Records from a collection

■ ■ ■ ■

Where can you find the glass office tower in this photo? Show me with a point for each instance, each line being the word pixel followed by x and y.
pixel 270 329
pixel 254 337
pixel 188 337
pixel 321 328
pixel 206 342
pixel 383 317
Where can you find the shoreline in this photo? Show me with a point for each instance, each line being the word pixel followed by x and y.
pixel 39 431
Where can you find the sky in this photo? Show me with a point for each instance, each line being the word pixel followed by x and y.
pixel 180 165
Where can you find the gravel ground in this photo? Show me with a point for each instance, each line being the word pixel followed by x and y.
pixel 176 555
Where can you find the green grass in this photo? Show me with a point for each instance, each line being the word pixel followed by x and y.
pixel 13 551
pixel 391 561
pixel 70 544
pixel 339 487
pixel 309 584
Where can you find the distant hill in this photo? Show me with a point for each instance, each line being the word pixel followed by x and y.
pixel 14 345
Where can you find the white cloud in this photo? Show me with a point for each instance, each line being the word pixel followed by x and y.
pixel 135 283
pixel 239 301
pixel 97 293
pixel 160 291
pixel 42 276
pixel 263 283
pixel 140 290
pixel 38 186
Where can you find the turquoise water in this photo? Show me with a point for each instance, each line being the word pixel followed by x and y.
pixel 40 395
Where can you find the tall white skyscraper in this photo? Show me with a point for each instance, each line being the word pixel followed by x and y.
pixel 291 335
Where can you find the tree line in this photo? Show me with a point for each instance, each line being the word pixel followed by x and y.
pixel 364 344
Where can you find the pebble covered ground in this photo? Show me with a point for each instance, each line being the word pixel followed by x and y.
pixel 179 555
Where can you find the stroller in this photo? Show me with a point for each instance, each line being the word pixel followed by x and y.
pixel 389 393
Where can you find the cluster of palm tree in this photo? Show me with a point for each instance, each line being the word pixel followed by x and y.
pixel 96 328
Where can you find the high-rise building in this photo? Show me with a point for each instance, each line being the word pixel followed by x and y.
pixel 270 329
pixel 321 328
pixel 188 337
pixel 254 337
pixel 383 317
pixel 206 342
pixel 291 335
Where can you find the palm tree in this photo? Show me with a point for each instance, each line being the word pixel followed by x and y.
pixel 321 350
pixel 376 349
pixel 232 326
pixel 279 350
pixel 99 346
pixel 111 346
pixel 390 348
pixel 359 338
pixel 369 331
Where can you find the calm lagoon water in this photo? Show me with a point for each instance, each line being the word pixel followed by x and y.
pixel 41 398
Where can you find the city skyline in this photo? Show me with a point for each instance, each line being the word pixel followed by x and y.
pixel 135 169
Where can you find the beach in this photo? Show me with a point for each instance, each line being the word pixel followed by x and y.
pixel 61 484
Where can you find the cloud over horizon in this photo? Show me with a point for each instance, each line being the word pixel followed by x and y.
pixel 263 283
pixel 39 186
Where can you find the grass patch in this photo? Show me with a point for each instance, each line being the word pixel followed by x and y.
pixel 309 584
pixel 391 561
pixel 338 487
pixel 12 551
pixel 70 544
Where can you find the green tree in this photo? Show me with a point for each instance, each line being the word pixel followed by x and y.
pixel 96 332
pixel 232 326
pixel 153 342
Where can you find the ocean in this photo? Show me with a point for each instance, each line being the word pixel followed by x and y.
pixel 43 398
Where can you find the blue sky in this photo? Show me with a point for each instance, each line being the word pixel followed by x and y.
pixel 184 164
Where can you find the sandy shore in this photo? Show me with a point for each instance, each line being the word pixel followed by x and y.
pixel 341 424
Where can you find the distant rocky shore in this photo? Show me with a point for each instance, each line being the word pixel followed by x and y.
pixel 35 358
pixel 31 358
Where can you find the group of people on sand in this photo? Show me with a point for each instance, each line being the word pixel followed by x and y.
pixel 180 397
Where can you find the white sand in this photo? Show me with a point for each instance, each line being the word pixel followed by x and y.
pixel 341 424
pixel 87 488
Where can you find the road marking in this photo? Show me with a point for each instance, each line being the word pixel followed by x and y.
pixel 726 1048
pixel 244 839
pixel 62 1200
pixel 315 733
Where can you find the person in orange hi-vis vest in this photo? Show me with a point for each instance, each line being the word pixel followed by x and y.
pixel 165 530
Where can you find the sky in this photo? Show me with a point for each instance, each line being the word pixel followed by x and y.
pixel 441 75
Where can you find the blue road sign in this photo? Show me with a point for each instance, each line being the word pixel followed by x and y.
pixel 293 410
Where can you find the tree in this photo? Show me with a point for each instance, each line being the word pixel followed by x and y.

■ ■ ■ ■

Restate the listing in full, word for word.

RESULT OF THE EXERCISE ▸
Where can you find the glass office tower in this photo? Show me with a point for each instance, each line being the word pixel followed by x and y.
pixel 270 329
pixel 254 337
pixel 188 337
pixel 321 328
pixel 206 342
pixel 383 317
Where can you find the shoreline in this photo? Show me with a point for each instance, each line being the word pixel followed by x and y.
pixel 39 431
Where can you find the sky in this photo? Show me with a point for each instance, each line being the word pixel followed by x and y.
pixel 180 165
Where can you find the gravel ground in this photo? Show me with a point for each instance, each line being the word pixel followed by x and y.
pixel 176 555
Where can you find the green grass in this photo? Show me with a point for each instance, each line being the word pixel followed by x and y.
pixel 13 551
pixel 391 561
pixel 70 544
pixel 339 487
pixel 309 584
Where can you find the distant hill in this photo? Show me with a point for each instance, each line being the word pixel followed by x and y.
pixel 14 345
Where can you find the white cloud in this photo? Show me with a point for each instance, each line being the word pixel followed by x and y.
pixel 135 283
pixel 239 301
pixel 97 293
pixel 160 291
pixel 42 276
pixel 263 283
pixel 140 290
pixel 38 186
Where can you find the turquoise water in this photo? Show me with a point for each instance, each line being the word pixel followed by x and y.
pixel 40 395
Where can you find the tall white skyscraper in this photo? Show me with a point for each instance, each line being the word pixel followed by x and y.
pixel 291 335
Where can you find the tree line in this photo? Show me with a point for each instance, each line being the word pixel followed by x and y.
pixel 364 344
Where can you find the pebble covered ground in this photo? Show me with a point for each instance, each line being the word pixel followed by x and y.
pixel 179 555
Where can you find the stroller in this photo? Show me with a point for each instance, each line being the word pixel followed by x and y.
pixel 389 393
Where can you find the cluster of palm tree in this photo? Show me with a point for each instance, each line being the word pixel followed by x and y.
pixel 96 328
Where can you find the high-rise building in this photo? Show me with a point for each instance, each line being the word pixel followed by x and y.
pixel 270 329
pixel 321 328
pixel 188 337
pixel 254 337
pixel 383 317
pixel 206 342
pixel 291 335
Where can you find the palm tree in this photo? Show me with a point for each instance, each line being the word pixel followed by x and y.
pixel 321 350
pixel 376 349
pixel 232 326
pixel 279 350
pixel 99 346
pixel 111 346
pixel 390 348
pixel 359 338
pixel 369 331
Where can you find the calm lagoon water in this photo? Show me with a point for each instance, each line being the word pixel followed by x and y.
pixel 41 398
Where can you find the city skyline in this photo? Show me with a point for each instance, each line being the word pixel followed by x and y.
pixel 135 169
Where can you find the beach in this photo? Show me with a point for each instance, each line being the word pixel followed by x and y.
pixel 61 484
Where can you find the cloud over horizon in this photo? Show me with a point for each instance, each line being the word pixel followed by x and y.
pixel 263 283
pixel 39 186
Where can you find the grass patch in this photo? Show me with a point for each instance, each line being the word pixel followed by x and y.
pixel 309 584
pixel 391 561
pixel 338 487
pixel 12 551
pixel 70 544
Where can you find the green tree in this photo? Show me with a point for each instance, each line being the word pixel followed by x and y.
pixel 96 332
pixel 232 326
pixel 153 342
Where can you find the ocean in this photo? Show me with a point for each instance, each line being the word pixel followed by x and y.
pixel 43 398
Where can you find the blue sky in this photo? Show me with a point for each instance, each line being the word pixel followed by x and y.
pixel 184 164
Where can you find the sandy shore in this photo? Show me with a point for each instance, each line being the word pixel followed by x and y.
pixel 341 424
Where can you find the distant rocky shore in this photo? Show me with a point for each instance, each line being the word pixel followed by x and y.
pixel 35 358
pixel 31 358
Where can you find the group of people on sand in this photo? Show me with a point for each instance, each line being the word pixel followed by x and y.
pixel 180 397
Where can you find the white sand in this photo? Show me with a point for each instance, each line being the word pixel followed by x and y.
pixel 341 424
pixel 87 488
Where can you find the road marking in this photo? Show me with a point for each instance, each line being the word pixel followed by x and y.
pixel 726 1048
pixel 244 839
pixel 62 1200
pixel 315 733
Where can you find the person in orange hi-vis vest in this photo? Show me with a point for each instance, each line being the word pixel followed by x and y.
pixel 165 530
Where can you find the sky in this photo? Show me with a point for each instance, each line being the word pixel followed by x and y.
pixel 441 75
Where can you find the blue road sign in this photo? Show me with a point for each instance, each line being the word pixel followed by x and y.
pixel 293 410
Where can you find the tree in this photo? Show me with a point for each instance, each line being the word pixel followed by x and y.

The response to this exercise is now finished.